Sunday, July 10, 2011

Kitten Lollapalooza



I didn't know that July would turn out to be "Month of the Kitten", but that seems to be its destiny. Mr. Theodorable is still with us and improving daily. He accompanied us to church yesterday so we could keep an eye on him, but it turned out to be a good thing anyway. He gave the three other kittens someone to play with.



Turns out that our friend has been kitten-sitting over the weekend for her neighbor. The babies are still on the bottle, so they came along to church, too. And is just so "happened" that the three kittens were a perfect match for our three families. My mom wants a small, all-black kitten, and of course one of them matched that description. I've been wanting a calico, and one of them (the tiniest) is a little calico baby. The other kitten was a live-wire tabby, the perfect companion for a certain twitchy nephew of mine. He just has to convince his father of the perfection.

Hey, when things line up this perfectly, you know God is behind it, and if Devon's dad wants to be like Jonah and run away from God's plan, well, there aren't many whales in Montana, but I'm sure God can come up with something! Resistance is futile, give into the kitten-side.

WHAT YOU NEED TO DO:
(A) Answer these questions about the blog post:
(i) Where did Mr. Theodorable go with the writer yesterday?
(ii) What kind of kitten does the writer's mom want?
(iii) What kind of kitten has the writer been wanting?
(B) Locate every line in the rows that contains the string "table" and copy each one. Case counts.

Object position labeling rows
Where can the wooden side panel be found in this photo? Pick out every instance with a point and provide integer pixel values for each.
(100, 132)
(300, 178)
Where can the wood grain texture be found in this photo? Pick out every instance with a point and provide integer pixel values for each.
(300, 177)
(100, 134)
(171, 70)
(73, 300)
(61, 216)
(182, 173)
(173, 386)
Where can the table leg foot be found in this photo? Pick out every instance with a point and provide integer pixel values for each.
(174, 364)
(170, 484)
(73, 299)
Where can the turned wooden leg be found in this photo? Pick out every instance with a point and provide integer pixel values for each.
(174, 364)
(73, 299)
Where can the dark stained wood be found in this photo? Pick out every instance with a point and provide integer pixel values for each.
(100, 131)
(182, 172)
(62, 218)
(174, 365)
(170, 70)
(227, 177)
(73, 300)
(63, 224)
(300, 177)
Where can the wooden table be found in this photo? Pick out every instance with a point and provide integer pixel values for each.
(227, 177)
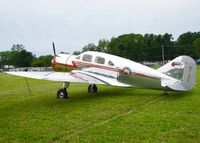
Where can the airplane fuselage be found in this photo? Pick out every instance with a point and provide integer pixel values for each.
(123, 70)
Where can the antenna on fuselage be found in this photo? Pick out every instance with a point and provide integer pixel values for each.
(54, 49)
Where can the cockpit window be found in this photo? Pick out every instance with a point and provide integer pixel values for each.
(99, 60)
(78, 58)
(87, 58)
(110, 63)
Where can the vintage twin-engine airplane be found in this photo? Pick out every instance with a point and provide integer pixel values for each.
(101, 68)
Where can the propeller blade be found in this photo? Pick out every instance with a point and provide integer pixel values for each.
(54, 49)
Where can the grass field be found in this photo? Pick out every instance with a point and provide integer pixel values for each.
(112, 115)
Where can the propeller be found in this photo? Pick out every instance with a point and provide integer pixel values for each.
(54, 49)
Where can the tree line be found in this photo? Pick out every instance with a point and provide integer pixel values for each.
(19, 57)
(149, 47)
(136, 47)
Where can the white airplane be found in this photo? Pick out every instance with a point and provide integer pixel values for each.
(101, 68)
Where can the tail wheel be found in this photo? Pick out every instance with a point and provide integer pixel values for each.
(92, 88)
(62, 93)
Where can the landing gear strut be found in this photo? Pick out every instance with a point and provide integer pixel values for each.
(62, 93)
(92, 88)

EXPECTED RESULTS:
(A)
(i) To church.
(ii) A small, all-black kitten.
(iii) A calico.

(B)
Where can the table leg foot be found in this photo? Pick out every instance with a point and provide integer pixel values for each.
Where can the wooden table be found in this photo? Pick out every instance with a point and provide integer pixel values for each.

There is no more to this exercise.